* begin *
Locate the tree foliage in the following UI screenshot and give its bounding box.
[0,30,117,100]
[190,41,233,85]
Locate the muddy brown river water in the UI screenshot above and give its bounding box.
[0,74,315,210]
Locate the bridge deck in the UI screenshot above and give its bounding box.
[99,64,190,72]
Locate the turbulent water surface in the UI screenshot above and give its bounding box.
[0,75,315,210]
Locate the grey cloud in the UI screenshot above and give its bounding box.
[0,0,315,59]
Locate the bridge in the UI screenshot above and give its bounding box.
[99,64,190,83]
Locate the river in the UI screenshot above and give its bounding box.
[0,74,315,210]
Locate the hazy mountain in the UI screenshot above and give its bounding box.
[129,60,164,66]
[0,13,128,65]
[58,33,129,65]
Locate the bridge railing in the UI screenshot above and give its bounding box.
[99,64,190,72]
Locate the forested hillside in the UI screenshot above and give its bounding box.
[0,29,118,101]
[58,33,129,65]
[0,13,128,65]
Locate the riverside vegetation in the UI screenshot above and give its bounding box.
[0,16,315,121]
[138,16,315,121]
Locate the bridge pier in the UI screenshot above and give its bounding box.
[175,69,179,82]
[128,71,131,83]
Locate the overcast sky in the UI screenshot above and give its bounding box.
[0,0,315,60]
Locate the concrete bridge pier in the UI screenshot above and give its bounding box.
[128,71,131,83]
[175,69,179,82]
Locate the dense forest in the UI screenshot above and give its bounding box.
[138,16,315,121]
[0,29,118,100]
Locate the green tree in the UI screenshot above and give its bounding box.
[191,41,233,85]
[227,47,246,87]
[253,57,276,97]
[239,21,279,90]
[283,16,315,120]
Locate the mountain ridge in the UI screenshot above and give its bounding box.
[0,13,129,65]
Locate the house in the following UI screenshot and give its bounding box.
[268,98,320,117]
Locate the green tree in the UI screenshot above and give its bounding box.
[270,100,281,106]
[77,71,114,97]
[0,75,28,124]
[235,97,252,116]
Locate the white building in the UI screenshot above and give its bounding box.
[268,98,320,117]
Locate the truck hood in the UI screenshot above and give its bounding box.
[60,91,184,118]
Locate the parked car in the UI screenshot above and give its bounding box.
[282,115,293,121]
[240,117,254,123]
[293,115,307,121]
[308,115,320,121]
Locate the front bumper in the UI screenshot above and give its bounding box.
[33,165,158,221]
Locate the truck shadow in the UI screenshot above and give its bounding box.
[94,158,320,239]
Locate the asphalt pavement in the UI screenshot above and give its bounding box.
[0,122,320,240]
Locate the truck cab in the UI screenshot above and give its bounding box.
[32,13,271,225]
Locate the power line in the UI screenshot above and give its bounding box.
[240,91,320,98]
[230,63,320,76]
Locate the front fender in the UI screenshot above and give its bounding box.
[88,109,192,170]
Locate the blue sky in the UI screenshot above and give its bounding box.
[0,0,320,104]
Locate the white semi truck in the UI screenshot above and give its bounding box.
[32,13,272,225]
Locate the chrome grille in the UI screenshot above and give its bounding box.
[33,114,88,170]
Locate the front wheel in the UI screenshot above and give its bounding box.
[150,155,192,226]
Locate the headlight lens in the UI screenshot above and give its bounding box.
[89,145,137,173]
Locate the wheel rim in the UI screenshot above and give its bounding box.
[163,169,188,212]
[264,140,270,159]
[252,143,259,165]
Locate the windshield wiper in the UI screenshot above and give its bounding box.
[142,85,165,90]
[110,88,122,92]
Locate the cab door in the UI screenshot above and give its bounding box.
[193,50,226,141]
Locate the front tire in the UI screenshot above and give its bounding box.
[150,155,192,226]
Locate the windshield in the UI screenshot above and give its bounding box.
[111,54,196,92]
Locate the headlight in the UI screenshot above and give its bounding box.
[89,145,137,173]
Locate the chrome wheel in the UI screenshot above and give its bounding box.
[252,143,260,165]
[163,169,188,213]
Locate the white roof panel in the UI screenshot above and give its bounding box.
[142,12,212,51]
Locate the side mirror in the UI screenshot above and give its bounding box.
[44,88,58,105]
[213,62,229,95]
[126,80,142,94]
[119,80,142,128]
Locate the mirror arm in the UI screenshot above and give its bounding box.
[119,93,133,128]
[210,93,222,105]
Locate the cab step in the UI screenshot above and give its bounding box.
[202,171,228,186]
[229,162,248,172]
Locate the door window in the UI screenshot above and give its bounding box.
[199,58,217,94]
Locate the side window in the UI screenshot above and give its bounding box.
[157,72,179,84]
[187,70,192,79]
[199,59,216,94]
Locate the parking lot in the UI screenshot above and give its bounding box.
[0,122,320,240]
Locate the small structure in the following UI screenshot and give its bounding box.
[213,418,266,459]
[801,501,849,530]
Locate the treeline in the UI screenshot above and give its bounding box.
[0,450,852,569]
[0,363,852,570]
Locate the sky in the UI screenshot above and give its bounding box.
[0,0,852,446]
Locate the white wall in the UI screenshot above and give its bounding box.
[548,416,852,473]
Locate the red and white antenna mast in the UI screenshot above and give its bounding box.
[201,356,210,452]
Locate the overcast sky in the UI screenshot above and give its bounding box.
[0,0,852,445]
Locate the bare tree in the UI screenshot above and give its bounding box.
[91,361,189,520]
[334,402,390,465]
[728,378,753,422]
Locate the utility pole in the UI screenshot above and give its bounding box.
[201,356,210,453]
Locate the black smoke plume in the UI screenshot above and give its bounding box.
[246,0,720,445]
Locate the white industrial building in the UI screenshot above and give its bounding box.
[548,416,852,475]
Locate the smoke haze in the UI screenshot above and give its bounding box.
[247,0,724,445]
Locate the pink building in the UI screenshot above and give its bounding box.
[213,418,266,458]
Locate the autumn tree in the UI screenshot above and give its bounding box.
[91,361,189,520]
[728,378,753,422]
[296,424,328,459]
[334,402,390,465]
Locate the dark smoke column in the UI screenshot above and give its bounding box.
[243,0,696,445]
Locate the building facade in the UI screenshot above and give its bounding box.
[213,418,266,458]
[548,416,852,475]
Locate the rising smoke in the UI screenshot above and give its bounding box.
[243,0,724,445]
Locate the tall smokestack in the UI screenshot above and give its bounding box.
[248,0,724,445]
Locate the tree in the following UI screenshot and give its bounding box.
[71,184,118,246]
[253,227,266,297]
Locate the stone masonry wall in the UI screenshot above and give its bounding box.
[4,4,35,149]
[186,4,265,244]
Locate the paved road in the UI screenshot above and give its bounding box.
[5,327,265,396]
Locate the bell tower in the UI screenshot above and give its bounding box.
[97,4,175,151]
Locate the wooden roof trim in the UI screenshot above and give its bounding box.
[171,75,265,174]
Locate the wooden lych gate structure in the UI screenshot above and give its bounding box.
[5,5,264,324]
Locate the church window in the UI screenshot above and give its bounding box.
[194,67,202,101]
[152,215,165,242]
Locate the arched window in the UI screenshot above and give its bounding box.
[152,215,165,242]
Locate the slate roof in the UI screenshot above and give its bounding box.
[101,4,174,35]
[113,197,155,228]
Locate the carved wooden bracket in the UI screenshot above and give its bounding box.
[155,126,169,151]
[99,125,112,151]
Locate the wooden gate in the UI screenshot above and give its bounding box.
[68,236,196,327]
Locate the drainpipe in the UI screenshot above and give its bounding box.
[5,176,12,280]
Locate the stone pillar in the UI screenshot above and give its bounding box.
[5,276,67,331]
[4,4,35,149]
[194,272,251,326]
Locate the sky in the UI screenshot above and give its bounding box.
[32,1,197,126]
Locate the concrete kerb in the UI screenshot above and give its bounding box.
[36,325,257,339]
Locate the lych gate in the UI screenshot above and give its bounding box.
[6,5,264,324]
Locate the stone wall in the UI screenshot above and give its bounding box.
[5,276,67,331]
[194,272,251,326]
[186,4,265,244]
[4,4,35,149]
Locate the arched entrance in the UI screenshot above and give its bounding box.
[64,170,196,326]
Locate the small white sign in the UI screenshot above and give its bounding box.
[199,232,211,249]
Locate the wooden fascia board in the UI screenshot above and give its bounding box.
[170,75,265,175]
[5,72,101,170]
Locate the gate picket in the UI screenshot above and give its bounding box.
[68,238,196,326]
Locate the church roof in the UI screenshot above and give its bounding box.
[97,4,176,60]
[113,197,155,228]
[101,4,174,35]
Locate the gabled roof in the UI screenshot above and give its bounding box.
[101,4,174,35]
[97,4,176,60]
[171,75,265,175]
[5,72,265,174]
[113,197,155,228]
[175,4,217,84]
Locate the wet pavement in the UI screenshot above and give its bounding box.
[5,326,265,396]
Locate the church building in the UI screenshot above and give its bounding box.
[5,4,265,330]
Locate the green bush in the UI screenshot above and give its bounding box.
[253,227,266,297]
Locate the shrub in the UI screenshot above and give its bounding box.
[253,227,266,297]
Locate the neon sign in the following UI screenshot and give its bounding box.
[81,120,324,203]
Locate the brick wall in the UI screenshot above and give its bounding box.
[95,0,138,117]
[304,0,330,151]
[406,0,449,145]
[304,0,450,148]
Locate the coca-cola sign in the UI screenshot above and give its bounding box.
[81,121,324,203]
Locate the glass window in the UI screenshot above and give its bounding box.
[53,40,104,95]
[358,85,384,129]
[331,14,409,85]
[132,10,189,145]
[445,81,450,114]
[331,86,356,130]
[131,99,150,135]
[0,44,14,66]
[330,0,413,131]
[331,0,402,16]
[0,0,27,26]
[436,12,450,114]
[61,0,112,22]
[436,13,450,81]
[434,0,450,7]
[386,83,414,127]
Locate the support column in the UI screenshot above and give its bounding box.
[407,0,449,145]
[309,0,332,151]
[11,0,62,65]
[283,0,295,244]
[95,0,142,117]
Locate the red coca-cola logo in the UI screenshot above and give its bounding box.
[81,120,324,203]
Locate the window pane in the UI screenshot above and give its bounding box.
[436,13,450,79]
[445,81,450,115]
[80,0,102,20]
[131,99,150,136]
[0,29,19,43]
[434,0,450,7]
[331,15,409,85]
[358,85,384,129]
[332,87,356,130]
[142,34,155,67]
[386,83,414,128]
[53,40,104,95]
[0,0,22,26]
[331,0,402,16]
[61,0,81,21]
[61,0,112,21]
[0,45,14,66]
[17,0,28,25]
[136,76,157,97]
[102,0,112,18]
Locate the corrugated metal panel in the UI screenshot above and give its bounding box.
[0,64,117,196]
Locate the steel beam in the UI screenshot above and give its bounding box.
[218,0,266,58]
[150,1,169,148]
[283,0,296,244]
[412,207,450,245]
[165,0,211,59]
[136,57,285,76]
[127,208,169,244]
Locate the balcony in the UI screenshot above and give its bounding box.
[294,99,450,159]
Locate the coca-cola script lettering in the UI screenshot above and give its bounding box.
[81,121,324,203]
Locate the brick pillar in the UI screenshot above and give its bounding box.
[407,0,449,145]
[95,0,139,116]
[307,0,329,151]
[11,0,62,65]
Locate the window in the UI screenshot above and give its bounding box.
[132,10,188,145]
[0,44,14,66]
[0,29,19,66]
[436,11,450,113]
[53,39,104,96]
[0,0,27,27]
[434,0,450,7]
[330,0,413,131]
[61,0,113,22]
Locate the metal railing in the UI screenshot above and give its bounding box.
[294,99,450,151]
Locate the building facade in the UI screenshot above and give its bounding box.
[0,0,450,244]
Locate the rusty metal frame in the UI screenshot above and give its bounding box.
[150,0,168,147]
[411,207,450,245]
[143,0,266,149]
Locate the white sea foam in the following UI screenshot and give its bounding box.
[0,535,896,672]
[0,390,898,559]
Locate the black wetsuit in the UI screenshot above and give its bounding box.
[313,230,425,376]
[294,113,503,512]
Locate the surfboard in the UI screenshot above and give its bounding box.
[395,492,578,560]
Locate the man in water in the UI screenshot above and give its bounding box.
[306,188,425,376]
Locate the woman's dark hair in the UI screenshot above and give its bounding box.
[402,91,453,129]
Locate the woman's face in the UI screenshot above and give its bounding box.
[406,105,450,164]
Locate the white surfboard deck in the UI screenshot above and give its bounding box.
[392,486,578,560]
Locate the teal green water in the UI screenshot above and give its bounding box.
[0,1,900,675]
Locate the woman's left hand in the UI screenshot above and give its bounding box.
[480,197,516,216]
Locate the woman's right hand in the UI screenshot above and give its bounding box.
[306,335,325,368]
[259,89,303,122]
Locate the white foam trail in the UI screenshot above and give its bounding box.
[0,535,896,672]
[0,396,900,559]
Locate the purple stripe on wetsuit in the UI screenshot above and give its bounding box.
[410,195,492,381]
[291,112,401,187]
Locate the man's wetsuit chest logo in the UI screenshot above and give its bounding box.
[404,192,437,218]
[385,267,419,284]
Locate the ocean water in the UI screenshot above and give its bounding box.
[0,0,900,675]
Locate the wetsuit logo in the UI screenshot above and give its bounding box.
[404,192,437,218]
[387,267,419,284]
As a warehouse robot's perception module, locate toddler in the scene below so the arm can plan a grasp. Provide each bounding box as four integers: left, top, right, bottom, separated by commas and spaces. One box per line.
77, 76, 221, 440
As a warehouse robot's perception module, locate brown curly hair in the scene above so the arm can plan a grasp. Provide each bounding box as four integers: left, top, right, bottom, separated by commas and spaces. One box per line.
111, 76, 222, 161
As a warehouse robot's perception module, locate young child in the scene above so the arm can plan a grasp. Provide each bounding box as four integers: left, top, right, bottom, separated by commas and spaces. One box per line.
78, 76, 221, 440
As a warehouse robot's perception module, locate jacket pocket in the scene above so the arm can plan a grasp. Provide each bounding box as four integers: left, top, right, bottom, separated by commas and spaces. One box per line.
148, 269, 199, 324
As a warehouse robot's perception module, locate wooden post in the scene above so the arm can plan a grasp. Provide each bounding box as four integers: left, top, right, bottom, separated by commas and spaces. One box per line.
* end *
DESCRIPTION OF THE TASK ::
Render the lines of the data above as a numbered list, starting at the line that contains "Locate the rusty" and ending with the line that contains "[0,390,898,559]", both included. Leave out any blank lines.

EXERCISE ANSWER ::
1. Locate the rusty metal frame in the UI screenshot above and give its bounding box.
2. [150,0,168,147]
3. [411,207,450,245]
4. [143,0,266,149]
5. Locate the white sea foam in the following UI screenshot and give its bounding box.
6. [0,535,896,672]
7. [0,390,898,559]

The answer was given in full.